▸ **Exercise 1**
Please copy the rows below from the line with "Detection target: rocky riverbed" up to and including the line with "208,76 -> 312,132", keeping them identical.
===== Text extract =====
By Klibreck and Altnaharra

Have you ever listened to the words of a song and had them so completely resonate within you that you think the song was written for you? I guess most of us will have heard some love song that reflected our feelings, but for me, there's another. It's a song about a book and the song tells of the feelings of the songwriter upon reading that book. The song and the book are both called The Summer Walkers. The book, by Timothy Neat, is about the hawkers, tinsmiths and other travelling workers who would gather themselves up each year and journey into Wester Ross and Sutherland. The song, by Runrig,  is so evocative that I bought the book and delved into it. Upon reading it, I found I was resurrecting old, long-buried memories of my own, of times when, as a child, I'd travel with my family through the highlands. I remembered we'd often see the travellers with their horses and carts on the narrow, single-track roads that were all that existed in the 1960's. My mum always called them the Tinkers. She'd look down her nose at them a bit - even though we weren't exactly what you'd call middle class. She'd call them "dirty" and make occasional references to them being somewhat less than trustworthy. 

Ironically, we were camping and travelling too and sometimes we'd spend a night or two at a quiet, unofficial campsite. My dad used to call some of these "common land". From reading The Summer Walkers I now realise that many of them were stances once used by the travelling people. The book highlights a lost culture. Although told mainly in the word of the travellers, the author had only the last remaining elderly folk to talk to and the practice has now disappeared with the customs and language almost completely lost. What we are left with today is the spectacle of "My Big Fat Gypsy Wedding", nothing more than a gross distortion of what was a fine tradition.


But this is a biking blog and you're thinking "get on with it!" So, here I was with a couple of days free and a plan to make the most of the remaining longer days. I figured this would be my last opportunity to get right up north so I'd planned a nice circular route which would also be my first "century" (100 mile) ride this year. From Lairg, I'd head up to the north coast, then back down. My choice of direction was largely dictated by the prevailing wind, being an easterly. I recalled riding along the north coast last year into this same easterly and how tiring it had been, For this reason, I'd do the loop anti-clockwise.

The ride started well. Away at 9am there was little traffic. The views out to the West were hidden behind a blanket of grey cloud but a little watery sunshine was splashing my shadow onto the tarmac. It's a fairly steady climb from Lairg until past the Crask Inn where the munro of Ben Klibreck appears and then another fairly steady descent to the Inn at Altnaharra. The crosswind was strong but not overly so, but I knew I was up against it a little when I turned due East alongside Loch Naver. At least the road made some semblance of melding into the landscape so I'd get an occasional calm spell. Turning North made it slightly easier again and when I saw the end of the loch, I knew that I was at least trending downhill now to the coast.

One thing to be very careful of up this way is the lack of facilities - don't be expecting to stop for a coffee every few miles - so just before reaching my turn West I loaded up with a little food. This was just as well. Although I now had the wind behind me, the road did that great coastal thing of just climbing and descending every few miles. It was with some relief that I realised I was just a few miles from Tongue, whereupon the first heavy rain of the day hit me. I guess I should have thought myself lucky. After all, I seemed to have missed all the showers thundering through, but getting drenched just before my planned lunch stop seemed so unfair.
=====
▸ **Exercise 2**
Carry on the cycling blog post from where it stops.
===== Data for the task =====
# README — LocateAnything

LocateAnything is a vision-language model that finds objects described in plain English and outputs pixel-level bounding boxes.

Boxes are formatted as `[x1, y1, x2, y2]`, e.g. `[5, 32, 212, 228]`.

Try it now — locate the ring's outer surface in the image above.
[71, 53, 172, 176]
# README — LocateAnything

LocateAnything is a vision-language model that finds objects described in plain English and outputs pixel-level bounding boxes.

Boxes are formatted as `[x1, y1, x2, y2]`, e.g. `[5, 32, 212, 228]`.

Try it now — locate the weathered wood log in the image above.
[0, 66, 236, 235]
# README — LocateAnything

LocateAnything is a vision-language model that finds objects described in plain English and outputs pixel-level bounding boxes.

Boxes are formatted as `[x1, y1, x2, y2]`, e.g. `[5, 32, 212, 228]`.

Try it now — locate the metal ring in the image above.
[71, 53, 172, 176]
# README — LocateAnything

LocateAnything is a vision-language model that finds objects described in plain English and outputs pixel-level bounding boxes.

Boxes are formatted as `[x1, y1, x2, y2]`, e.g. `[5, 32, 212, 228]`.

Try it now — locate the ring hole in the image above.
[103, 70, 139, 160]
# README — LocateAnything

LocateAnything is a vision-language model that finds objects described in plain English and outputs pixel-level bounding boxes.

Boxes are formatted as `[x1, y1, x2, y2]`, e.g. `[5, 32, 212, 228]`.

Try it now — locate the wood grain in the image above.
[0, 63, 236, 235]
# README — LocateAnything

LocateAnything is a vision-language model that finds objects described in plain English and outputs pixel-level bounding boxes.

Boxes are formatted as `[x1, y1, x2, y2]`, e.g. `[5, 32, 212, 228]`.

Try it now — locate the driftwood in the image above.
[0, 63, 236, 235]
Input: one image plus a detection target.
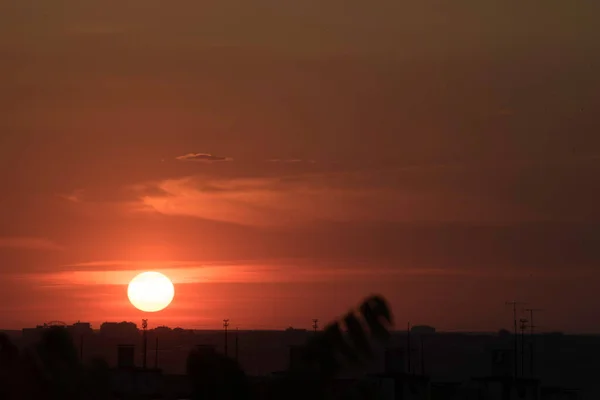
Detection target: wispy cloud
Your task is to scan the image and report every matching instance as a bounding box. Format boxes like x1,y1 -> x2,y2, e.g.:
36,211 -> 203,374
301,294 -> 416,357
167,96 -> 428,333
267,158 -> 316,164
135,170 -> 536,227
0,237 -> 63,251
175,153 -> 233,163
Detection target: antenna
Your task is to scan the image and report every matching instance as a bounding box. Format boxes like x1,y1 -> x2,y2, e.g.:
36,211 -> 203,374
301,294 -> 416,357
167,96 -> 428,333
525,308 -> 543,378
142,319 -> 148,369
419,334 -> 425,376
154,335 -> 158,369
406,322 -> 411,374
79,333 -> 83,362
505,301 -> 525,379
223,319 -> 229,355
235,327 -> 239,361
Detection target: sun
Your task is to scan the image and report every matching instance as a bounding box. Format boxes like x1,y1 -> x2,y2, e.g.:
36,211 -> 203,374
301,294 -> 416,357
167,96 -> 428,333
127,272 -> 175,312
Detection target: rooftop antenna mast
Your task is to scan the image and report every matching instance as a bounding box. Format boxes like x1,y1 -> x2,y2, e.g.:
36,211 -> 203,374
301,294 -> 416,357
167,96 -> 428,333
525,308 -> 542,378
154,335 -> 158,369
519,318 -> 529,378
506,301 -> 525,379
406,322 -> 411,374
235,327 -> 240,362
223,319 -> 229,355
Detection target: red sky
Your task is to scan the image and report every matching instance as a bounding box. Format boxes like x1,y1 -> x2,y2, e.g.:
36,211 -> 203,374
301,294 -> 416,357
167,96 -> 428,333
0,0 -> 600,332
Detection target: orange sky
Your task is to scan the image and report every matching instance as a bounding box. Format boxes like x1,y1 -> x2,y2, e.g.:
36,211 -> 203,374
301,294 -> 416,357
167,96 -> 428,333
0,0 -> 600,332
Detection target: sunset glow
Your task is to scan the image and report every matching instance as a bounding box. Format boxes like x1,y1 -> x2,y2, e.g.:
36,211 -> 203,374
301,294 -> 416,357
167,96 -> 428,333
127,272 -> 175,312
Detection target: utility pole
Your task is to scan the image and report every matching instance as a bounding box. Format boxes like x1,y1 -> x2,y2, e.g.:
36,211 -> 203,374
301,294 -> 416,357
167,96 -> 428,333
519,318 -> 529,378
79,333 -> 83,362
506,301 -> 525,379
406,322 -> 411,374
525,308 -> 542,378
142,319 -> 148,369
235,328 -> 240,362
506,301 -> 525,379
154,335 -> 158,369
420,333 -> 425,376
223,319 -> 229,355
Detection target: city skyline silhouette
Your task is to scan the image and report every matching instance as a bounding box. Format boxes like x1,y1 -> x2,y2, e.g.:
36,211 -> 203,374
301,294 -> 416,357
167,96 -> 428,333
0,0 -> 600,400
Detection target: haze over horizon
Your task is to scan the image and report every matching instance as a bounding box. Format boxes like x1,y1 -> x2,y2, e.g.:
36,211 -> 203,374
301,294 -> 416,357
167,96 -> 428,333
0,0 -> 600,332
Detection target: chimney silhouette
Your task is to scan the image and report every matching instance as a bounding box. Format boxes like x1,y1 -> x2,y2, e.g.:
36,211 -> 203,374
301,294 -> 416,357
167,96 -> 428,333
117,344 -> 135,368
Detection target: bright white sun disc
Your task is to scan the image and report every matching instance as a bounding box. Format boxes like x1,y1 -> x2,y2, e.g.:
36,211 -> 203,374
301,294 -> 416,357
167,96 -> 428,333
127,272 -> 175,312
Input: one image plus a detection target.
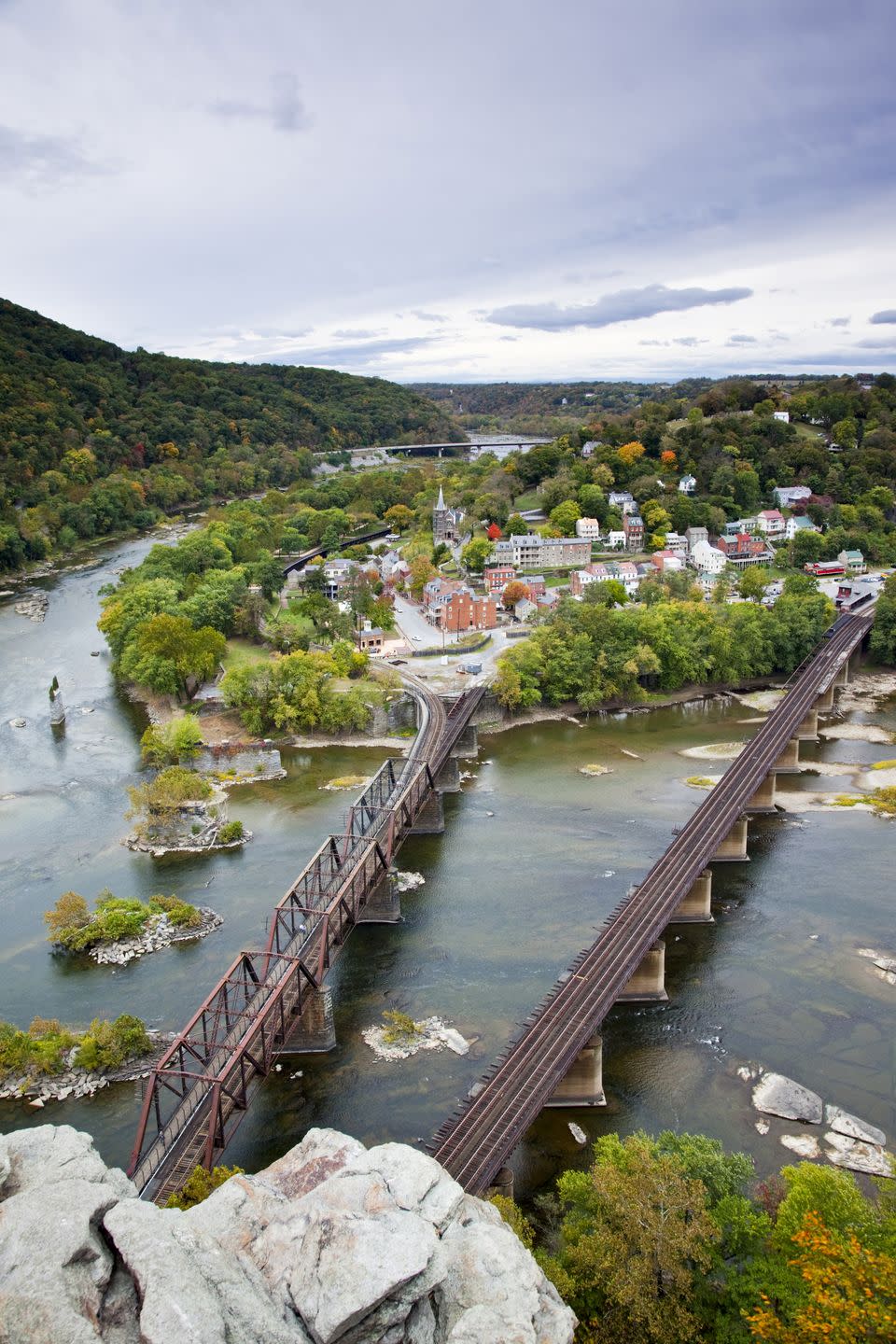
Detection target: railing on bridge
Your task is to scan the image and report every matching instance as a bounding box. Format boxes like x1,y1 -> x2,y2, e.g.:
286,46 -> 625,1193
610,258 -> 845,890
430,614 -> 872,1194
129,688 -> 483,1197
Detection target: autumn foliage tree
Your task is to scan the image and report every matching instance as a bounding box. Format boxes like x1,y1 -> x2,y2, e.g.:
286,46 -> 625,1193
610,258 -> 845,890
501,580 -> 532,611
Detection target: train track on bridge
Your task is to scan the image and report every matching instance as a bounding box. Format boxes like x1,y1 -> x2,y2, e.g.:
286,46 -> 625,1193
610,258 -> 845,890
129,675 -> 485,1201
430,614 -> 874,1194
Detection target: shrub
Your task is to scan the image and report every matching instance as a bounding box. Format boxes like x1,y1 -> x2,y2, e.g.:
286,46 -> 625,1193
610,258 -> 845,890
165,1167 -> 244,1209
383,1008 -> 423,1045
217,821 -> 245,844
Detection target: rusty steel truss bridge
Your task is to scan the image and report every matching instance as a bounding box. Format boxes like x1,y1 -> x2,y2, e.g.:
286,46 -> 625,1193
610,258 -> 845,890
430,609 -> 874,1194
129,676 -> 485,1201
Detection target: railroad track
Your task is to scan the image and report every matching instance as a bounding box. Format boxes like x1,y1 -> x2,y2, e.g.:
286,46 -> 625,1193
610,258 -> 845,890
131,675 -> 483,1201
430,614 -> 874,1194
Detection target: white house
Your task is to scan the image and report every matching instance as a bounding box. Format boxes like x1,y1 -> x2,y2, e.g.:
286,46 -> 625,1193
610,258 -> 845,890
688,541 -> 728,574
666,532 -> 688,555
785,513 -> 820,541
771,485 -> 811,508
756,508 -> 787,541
=====
===== Data for the task =====
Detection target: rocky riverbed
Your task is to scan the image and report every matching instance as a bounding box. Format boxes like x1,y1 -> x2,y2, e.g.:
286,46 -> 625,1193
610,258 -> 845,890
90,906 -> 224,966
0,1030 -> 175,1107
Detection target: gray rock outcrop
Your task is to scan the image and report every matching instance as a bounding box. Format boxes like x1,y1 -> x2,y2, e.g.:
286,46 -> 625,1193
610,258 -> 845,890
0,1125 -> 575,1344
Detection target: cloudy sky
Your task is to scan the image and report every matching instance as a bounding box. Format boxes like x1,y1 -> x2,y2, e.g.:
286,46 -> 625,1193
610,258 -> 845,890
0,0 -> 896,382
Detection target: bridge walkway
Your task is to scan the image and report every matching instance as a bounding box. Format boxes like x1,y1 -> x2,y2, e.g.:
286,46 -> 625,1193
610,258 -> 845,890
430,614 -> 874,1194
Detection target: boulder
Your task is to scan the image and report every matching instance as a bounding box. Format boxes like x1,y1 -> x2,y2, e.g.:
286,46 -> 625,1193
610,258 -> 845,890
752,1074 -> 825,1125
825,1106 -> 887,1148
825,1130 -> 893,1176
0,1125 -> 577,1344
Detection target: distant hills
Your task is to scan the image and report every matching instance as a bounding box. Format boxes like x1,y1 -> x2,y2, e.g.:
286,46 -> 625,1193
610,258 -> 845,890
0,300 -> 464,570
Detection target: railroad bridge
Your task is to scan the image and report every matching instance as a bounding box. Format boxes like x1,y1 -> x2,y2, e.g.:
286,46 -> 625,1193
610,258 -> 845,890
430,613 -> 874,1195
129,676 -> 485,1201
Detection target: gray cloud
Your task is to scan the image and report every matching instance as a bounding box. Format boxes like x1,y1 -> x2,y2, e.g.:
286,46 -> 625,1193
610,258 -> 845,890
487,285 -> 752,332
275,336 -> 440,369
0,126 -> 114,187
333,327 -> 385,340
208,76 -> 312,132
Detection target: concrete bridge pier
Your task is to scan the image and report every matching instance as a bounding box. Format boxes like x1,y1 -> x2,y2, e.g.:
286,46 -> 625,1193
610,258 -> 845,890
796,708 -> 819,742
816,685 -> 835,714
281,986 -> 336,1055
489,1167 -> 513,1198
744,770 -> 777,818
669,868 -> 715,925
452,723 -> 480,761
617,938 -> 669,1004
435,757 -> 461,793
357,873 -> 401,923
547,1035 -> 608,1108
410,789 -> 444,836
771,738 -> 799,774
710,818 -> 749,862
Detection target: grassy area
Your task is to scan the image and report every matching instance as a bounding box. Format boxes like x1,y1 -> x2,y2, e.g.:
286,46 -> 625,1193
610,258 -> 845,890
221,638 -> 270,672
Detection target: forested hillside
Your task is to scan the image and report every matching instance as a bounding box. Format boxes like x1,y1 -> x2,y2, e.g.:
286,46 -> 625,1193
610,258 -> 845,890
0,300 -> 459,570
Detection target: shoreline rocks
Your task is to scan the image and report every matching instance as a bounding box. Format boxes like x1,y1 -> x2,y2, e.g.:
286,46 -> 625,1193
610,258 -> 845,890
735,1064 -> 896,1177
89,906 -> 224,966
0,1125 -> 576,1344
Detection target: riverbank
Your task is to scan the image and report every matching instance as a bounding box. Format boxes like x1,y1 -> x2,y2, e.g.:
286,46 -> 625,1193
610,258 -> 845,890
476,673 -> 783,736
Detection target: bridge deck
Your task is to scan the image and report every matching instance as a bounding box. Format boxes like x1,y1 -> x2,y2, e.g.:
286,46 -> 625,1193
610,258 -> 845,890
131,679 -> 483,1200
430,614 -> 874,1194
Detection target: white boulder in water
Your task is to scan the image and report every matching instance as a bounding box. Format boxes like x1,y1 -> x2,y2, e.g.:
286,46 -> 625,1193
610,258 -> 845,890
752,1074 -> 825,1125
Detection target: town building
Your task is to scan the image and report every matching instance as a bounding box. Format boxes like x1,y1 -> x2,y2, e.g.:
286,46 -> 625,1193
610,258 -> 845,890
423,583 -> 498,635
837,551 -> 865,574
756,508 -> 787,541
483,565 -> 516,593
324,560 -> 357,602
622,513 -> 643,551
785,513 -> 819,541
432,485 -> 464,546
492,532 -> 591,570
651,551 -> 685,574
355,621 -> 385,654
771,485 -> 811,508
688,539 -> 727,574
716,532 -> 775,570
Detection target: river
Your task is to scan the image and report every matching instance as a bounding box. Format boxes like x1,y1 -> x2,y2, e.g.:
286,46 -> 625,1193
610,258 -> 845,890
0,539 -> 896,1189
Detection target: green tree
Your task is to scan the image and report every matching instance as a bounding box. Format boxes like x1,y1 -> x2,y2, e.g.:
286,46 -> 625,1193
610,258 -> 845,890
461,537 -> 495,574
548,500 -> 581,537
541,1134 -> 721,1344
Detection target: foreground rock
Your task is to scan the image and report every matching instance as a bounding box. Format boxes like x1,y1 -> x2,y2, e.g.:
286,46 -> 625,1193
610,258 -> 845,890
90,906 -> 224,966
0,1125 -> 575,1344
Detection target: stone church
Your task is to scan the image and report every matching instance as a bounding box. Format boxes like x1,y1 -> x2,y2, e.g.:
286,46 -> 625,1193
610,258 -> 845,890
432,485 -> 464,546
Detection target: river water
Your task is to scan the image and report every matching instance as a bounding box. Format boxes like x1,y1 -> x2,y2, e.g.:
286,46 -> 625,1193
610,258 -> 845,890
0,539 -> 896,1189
=====
===== Data for the task =====
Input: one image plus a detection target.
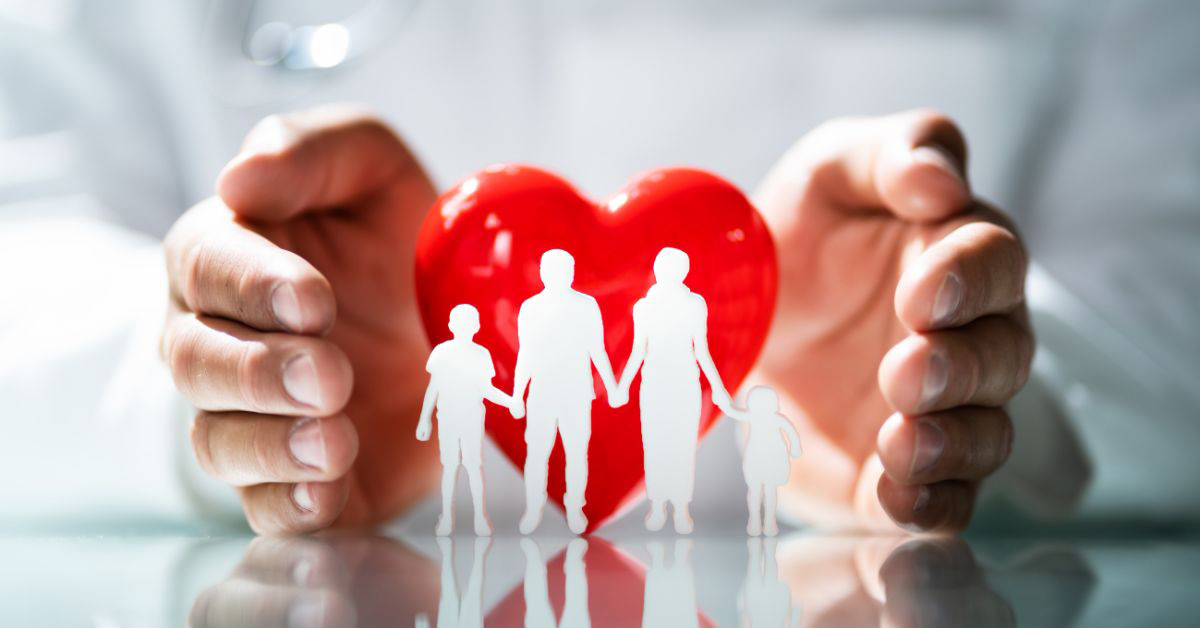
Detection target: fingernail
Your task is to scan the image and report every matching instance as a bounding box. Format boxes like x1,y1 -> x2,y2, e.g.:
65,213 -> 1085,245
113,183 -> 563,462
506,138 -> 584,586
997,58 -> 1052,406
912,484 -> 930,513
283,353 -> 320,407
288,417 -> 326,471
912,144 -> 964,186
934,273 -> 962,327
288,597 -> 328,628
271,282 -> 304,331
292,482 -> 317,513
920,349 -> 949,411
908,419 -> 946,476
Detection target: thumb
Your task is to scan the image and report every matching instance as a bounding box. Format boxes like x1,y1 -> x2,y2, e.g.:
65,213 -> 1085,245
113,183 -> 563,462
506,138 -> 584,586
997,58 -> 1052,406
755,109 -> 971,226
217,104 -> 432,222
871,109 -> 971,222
=====
▸ **Expected output 1**
Detection target: rocky riverbed
Your task is to scan the image and report every matching instance as a bounding box. Format boxes like x1,y1 -> x2,y2, e.g.:
286,46 -> 625,1193
610,258 -> 845,890
90,906 -> 224,966
0,1030 -> 175,1107
Detection target: gray rock outcrop
Your task is to scan the image and report every matching instance as a bounding box. Format boxes like x1,y1 -> x2,y2, e.g.:
286,46 -> 625,1193
610,258 -> 845,890
0,1125 -> 575,1344
Detection target: cloudy sky
Your task is to scan the image and report every matching instance as a bounding box. Format boxes like x1,y1 -> x2,y2, e.g.:
286,46 -> 625,1193
610,258 -> 845,890
0,0 -> 896,382
Detection target: bridge walkway
Your task is to scan the image and report every matching instance as a bounding box. Format boxes like x1,y1 -> x2,y2, e.g.:
286,46 -> 625,1193
610,258 -> 845,890
430,614 -> 874,1194
Detection target: boulder
Your task is to scan the image and report every matching instance as a bounding box. Format boxes like x1,y1 -> x2,y2, e.g.:
286,46 -> 625,1193
610,258 -> 845,890
752,1074 -> 825,1125
825,1106 -> 887,1148
825,1130 -> 893,1176
0,1125 -> 577,1344
Detection target: distant hills
Your task is to scan the image and report every matching instance as a bounding box. Format boxes like x1,y1 -> x2,y2, e.g.:
286,46 -> 625,1193
610,258 -> 845,890
0,300 -> 464,570
Detection target: railroad bridge
Your task is to scan the image and report every matching instance as a bounding box. Format boxes like x1,y1 -> x2,y2, e.g.:
286,46 -> 625,1193
610,258 -> 845,890
430,613 -> 874,1195
129,676 -> 485,1201
Detection target: gray cloud
Your task is to scan the image and report every matching instance as a bounding box. Format boxes like x1,y1 -> x2,y2, e.g.:
286,46 -> 625,1193
610,258 -> 845,890
487,285 -> 752,332
275,336 -> 440,369
0,126 -> 114,187
333,327 -> 385,340
208,76 -> 312,132

▸ **Expected output 2**
The bar in the Tongue Hotel was warm and cosy, with a proper fire going and I was glad to get in for a hot drink and a warm meal. The chicken pasta was great - although the portion was fairly prodigious. However, I knew that the shorter days and my lack of big rides this year meant I really had to get back on the road. I did have a slightly shorter return option available by heading down past Loch Loyal but I figured I'd stick to the original plan and headed out for Hope. This was another big climb and the wind seemed to have turned more south easterly so it wasn't helping me as mush as I'd have liked. The steep descent into Hope killed off most of the climbing effort with little reward and I then turned south onto the little unclassified road along Loch Hope. 

I'd been along here a couple of times in the past, though never to this very end of the road. The last time was for the lovely annular eclipse of May 2003 when a few mates and I had climbed Ben Hope to get the best possible view of the already-eclipsed sun as it rose. 


Annular Eclipse - 31st May 2003

That day had also seen me do me second ascent of Ben Klibreck and I recall it felt a bit novel to be on my second munro of the day and it still be breakfast time.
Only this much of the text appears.